== GIVEN TEXT ==

______________________________

# Does anyone know where I can get a set of "Angry Eyelids" for a 2012 Beetle?



## BugzLife (Nov 20, 2012)

Ive been looking all over the net and have had no luck finding the "Angry Eyelids" for the Beetle. Any info on this would be great...thanx.


----------



## the beet (May 5, 2012)

Do you have an air-cooled Beetle or a 2012+ Beetle. If 2012+ Beetle, I don't believe I've seen any. But when you can get the HIDs w/LED DRL, why would you want them???


----------



## Eoo (Nov 18, 2012)

Link: ABT Beetle


----------



## Bossfoss (Nov 21, 2012)

That looks good!


----------



## jwcardy (Feb 22, 2012)

you cant go through abt to get those state side, you have to go through one of their dealers. I contacted one and they want $140.50+shipping for the eyelids primed.


----------



## the beet (May 5, 2012)

I think the HIDs look mean enough without the lids. The lids give it that Disney Cartoon look... IMHO


----------



## Chris659 (Nov 16, 2012)

The HID/LED lights make the car look more feminine (compared to the standard lights) IMO

Actually had several others say the same thing

I like the lids! Not paying $140 plus paint for them but...


----------



## BugzLife (Nov 20, 2012)

Thanx guyz, Ill try that. I have an INSANE 2012 turbo that I got loaded with every available option, but after I saw the "angry eyelids"...I had to have a pair! The lids on the 98-2010 models did look a little cartoonish. The new lids just look mean as hell!


----------



## the beet (May 5, 2012)

______________________________

(Data entries)
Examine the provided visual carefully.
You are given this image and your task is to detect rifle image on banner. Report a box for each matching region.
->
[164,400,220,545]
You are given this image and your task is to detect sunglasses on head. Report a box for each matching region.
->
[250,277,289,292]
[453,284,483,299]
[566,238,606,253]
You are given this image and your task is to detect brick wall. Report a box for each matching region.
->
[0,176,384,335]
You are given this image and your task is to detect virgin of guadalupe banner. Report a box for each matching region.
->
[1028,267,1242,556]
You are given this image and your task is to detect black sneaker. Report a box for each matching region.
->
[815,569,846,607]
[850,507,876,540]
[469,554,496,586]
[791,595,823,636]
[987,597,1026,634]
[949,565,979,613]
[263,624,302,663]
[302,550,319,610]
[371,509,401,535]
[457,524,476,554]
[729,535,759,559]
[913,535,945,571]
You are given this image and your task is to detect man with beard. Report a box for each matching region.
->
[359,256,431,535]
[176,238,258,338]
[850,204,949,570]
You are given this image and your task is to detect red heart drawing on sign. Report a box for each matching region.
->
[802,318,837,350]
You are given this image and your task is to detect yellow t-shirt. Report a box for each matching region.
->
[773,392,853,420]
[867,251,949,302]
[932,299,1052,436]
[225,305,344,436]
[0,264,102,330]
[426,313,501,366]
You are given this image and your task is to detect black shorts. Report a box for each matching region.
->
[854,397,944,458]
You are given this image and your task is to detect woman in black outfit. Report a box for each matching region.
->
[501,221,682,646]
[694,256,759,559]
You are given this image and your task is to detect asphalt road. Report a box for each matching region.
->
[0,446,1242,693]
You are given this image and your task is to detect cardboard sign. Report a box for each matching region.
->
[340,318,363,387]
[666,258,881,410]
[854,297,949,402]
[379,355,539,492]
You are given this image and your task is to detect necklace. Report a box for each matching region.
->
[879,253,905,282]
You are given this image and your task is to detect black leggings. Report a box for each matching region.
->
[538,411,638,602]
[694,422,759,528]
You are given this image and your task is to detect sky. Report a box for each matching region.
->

______________________________

== PROBLEM 1 ==
In the forum thread, what price did the contacted dealer ask for the primed eyelids?
== PROBLEM 2 ==
Write out the passage of the forum thread between "you cant go" and "the eyelids primed.", inclusive.
Rely only on the forum thread for your answers.

== OUTPUT 1 ==
$140.50 plus shipping.

== OUTPUT 2 ==
you cant go through abt to get those state side, you have to go through one of their dealers. I contacted one and they want $140.50+shipping for the eyelids primed.